WRITTEN TASKS:
**A.** Rewrite the part of the listing starting at the line that contains "indicate the shield" and ending at the line that contains "column 220, row 179", with "woman's" changed to "warrior's" and everything else left as it is. Give only those lines.
**B.** Continue the piece on Mahatma Gandhi from the point where it stops.

TEXT PROVIDED:

___

Thursday, February 14, 2013

Mahatma Gandhi

Mahatma Gandhi was without a doubt the most influential voice for peace and social justice in the twentieth century.  For the people of India, he is regarded as the “Father of the Nation.”  He was instrumental in securing freedom for the whole of India from the British Empire.  He helped to accomplish this without the use or threat of violence.  For him, it represented a thirty year campaign.

He was born on October 2, 1869 in Probandar, India, a country that had already been dominated by the British Empire for centuries.  For one hundred years before his birth, the control of India was in the hands of the British East India Company that was licensed by the Crown.  It was afforded a free hand to pursue its commercial fortune by any means including raising an army and waging war.  By the year 1757, it had secured the control of the whole of Northern India.  The control exerted by the British East India Company often operated furtively behind puppet regimes with the net consequence of draining the wealth of the country.  This behavior is at the very heart of the colonialist mentality.  Some historians claim that England’s Industrial Revolution was financed by the exploitation of India.  As a consequence, Indian society showed the extremes of wealth and dire poverty.  Calcutta was built by the East India Company while village life was severely impacted, especially since farmers were coerced into producing crops designated for export.

___

DATASET RECORDS:
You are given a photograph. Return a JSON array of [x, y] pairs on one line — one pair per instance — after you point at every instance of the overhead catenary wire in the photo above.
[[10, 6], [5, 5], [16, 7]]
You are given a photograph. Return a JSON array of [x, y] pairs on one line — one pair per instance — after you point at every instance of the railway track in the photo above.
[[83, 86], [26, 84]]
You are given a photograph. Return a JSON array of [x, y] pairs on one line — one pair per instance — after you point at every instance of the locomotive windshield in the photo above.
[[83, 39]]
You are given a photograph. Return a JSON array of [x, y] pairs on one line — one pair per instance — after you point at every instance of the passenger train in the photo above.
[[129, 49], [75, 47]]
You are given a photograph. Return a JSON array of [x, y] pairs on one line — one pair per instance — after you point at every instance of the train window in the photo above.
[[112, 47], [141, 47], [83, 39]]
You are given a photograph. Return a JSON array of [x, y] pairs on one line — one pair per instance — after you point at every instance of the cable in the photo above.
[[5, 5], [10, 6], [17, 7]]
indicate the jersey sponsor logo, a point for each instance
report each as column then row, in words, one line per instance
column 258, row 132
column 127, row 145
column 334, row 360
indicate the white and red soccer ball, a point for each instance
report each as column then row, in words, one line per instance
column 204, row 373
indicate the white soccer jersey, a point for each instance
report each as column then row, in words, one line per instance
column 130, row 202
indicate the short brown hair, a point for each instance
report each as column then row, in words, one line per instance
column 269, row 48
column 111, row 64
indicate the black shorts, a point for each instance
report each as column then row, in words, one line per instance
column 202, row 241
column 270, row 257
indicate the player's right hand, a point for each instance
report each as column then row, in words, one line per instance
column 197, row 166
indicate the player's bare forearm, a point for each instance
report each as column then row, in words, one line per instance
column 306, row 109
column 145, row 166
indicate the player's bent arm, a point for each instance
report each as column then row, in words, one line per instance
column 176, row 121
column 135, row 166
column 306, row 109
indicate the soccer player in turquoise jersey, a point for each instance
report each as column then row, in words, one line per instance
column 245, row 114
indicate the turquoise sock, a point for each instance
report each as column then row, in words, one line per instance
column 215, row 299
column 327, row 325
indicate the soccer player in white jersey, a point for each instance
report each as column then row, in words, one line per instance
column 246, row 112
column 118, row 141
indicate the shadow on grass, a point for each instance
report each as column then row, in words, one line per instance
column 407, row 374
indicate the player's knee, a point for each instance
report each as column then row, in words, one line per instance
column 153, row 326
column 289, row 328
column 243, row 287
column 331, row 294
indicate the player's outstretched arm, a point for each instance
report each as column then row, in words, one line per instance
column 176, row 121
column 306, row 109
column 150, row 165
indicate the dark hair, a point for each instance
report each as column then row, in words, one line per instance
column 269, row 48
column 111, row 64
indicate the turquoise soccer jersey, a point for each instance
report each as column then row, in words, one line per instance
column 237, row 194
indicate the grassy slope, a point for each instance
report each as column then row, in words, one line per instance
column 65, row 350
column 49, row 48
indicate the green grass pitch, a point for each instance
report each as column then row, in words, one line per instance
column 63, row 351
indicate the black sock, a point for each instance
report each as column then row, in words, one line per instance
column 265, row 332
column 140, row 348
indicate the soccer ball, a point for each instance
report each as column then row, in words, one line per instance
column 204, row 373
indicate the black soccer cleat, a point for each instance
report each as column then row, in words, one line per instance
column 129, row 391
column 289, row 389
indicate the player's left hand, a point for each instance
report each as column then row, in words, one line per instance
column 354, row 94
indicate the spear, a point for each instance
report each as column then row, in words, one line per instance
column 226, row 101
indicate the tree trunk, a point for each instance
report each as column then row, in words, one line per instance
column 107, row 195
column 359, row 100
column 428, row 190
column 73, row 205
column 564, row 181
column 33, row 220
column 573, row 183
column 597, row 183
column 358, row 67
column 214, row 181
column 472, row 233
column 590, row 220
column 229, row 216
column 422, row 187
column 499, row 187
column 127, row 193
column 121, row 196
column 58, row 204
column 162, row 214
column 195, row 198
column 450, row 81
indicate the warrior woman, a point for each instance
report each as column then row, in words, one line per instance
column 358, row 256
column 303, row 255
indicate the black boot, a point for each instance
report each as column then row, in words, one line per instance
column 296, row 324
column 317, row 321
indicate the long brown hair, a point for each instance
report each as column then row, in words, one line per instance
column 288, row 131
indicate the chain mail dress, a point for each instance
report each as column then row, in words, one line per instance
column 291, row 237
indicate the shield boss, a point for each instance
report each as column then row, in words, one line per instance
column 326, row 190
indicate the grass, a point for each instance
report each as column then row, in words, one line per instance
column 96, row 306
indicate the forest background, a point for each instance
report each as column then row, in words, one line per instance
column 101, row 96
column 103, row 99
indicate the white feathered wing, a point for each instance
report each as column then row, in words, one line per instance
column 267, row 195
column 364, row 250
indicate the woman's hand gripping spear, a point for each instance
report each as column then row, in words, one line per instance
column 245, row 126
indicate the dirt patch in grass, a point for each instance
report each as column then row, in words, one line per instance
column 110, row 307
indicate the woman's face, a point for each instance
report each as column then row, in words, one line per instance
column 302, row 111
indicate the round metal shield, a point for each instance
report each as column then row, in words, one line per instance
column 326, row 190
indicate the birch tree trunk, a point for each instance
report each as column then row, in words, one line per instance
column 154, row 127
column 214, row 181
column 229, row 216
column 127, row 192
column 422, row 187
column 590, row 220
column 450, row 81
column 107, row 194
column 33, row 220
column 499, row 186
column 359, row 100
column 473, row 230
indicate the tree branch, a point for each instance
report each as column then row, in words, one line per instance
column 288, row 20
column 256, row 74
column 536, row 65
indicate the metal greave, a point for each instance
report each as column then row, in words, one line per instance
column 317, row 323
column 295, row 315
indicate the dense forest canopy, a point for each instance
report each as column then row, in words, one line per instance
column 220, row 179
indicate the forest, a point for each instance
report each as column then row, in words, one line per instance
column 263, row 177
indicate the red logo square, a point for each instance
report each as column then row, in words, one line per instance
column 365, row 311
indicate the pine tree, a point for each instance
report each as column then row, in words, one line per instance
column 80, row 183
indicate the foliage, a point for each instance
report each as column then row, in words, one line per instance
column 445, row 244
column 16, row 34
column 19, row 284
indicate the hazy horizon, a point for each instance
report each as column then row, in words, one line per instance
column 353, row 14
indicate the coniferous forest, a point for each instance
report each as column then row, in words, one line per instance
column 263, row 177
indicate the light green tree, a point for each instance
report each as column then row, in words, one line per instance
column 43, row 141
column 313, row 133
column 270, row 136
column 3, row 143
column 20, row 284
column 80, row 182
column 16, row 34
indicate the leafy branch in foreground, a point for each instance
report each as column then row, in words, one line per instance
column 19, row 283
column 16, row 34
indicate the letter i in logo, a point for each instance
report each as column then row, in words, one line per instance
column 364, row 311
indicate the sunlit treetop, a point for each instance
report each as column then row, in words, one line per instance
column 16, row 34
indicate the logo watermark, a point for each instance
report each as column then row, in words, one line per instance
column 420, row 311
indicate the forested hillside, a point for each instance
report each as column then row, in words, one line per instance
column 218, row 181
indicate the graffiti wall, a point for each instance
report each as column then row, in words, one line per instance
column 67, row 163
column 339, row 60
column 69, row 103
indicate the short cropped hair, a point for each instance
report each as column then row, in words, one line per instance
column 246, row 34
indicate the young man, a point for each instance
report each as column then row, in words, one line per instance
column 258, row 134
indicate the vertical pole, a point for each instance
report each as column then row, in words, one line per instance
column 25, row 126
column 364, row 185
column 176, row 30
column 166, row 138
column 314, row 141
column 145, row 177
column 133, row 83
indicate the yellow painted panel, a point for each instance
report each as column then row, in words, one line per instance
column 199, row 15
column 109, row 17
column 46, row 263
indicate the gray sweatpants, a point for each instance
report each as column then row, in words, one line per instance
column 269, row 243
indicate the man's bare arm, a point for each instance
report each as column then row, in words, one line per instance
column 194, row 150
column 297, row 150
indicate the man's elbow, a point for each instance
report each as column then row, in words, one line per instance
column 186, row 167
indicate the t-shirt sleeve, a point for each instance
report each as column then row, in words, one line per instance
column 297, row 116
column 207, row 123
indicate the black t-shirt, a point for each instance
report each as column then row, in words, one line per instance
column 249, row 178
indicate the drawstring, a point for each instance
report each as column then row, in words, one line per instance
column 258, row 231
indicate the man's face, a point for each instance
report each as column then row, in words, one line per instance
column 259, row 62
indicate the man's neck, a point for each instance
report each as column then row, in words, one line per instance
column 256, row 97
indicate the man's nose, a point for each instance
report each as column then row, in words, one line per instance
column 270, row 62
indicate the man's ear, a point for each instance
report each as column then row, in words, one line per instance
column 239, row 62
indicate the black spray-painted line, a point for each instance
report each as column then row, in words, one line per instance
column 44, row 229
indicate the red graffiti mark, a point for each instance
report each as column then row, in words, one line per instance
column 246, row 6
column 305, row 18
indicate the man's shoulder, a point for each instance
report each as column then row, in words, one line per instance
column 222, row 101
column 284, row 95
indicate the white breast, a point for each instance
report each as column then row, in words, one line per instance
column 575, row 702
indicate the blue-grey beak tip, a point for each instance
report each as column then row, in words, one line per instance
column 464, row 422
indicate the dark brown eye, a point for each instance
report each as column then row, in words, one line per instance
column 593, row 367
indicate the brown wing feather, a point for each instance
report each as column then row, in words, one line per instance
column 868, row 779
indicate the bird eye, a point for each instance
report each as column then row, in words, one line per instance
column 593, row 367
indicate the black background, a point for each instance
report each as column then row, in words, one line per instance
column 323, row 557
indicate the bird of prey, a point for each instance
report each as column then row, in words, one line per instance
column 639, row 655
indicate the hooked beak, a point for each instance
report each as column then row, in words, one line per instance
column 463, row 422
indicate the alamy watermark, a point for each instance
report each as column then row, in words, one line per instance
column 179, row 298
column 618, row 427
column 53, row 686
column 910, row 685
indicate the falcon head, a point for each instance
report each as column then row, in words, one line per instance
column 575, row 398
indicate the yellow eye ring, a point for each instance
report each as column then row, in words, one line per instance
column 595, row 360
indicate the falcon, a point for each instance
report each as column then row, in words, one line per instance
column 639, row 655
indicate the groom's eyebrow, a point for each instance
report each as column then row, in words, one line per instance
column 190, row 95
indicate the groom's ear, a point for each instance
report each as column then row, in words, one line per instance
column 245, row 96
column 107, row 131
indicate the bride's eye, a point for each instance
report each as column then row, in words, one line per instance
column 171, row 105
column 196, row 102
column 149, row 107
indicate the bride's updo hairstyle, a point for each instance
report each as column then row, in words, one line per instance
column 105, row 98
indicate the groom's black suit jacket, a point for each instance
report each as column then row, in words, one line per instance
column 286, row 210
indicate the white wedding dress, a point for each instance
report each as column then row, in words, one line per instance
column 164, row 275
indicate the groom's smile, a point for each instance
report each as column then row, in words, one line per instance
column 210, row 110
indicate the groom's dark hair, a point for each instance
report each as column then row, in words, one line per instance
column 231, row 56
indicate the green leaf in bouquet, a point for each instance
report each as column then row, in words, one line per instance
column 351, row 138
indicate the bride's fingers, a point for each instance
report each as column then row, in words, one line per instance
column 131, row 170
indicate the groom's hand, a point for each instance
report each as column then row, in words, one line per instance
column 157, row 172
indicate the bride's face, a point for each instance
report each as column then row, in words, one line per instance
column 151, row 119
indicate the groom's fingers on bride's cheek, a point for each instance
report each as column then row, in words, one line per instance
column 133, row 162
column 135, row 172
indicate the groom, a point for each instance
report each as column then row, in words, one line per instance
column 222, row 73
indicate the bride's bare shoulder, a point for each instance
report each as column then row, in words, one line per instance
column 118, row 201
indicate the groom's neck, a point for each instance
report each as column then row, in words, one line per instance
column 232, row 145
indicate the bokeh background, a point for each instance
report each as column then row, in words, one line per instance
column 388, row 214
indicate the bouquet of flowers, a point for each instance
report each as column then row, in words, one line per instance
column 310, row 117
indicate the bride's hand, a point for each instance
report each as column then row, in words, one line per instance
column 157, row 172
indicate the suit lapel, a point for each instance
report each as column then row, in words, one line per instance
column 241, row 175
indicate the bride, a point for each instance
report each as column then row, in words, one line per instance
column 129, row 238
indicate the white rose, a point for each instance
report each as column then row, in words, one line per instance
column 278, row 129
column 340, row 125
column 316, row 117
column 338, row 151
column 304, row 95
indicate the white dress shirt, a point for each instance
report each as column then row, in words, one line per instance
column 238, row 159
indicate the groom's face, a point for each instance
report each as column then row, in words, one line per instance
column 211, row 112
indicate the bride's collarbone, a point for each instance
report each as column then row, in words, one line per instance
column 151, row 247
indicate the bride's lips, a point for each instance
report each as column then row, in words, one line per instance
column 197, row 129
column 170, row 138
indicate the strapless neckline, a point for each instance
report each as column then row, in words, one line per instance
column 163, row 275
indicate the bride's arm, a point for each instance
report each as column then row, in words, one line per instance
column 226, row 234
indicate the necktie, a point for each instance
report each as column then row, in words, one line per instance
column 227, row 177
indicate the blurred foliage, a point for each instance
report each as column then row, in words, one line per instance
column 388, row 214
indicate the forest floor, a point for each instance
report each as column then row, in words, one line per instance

___

THE REPLIES:
**A.**
indicate the shield boss, a point for each instance
report each as column then row, in words, one line per instance
column 326, row 190
indicate the grass, a point for each instance
report each as column then row, in words, one line per instance
column 96, row 306
indicate the forest background, a point for each instance
report each as column then row, in words, one line per instance
column 101, row 96
column 103, row 99
indicate the white feathered wing, a point for each instance
report each as column then row, in words, one line per instance
column 267, row 195
column 364, row 250
indicate the warrior's hand gripping spear, a point for each instance
report each as column then row, in words, one line per instance
column 245, row 126
indicate the dirt patch in grass, a point for each instance
report each as column then row, in words, one line per instance
column 110, row 307
indicate the warrior's face, a point for each instance
report each as column then row, in words, one line per instance
column 302, row 111
indicate the round metal shield, a point for each instance
report each as column then row, in words, one line per instance
column 326, row 190
indicate the birch tree trunk, a point for each instance
report each as column then row, in words, one line per instance
column 154, row 127
column 214, row 181
column 229, row 216
column 127, row 192
column 422, row 187
column 590, row 220
column 450, row 81
column 107, row 194
column 33, row 220
column 499, row 186
column 359, row 100
column 473, row 230
indicate the tree branch, a point for each instance
report each as column then row, in words, one line per instance
column 288, row 20
column 256, row 74
column 536, row 65
indicate the metal greave, a point for each instance
report each as column then row, in words, one line per instance
column 317, row 323
column 295, row 315
indicate the dense forest canopy, a point for each instance
report each as column then row, in words, one line per instance
column 220, row 179

**B.**
To give an idea of the extent of the consequence of British rule, the following table compares deaths by starvation over the course of 175 years.


Time Frame
Deaths by Starvation
1825 - 1850
400,000
1850 – 1875
5,000,000
1875 – 1900
15,000,000

By 1857, Northern Indians began to openly rebel.  The strategy of the Empire was to keep India divided, for India was seen as the “Jewel in the Crown.”  Shortly thereafter, India became an Imperial Colony, for it was too important to be left in the hands of the British East India Company.  The psychological impact of centuries of occupation left its scars on the psyche of the Indian population.  This was the social climate and the real politick into which Gandhi was born.

As a teenager, Gandhi was sent to London to study law.  At that time, he was an anglophile and quickly took on the dress and customs of the British.  After he passed his bar exams, he returned to India; by that time, he was married and had a four year old son.  He did not fare well as a lawyer in his home country.   He was offered a job by a group of Moslems from his home village of Porbandar.  They wanted to send him to South Africa in regards to a law suit, and he arrived in Durban, Natal in May of 1893.  It was here that a singular event transformed the man, his thinking, his attitudes, his personal future and ultimately the fate of his people.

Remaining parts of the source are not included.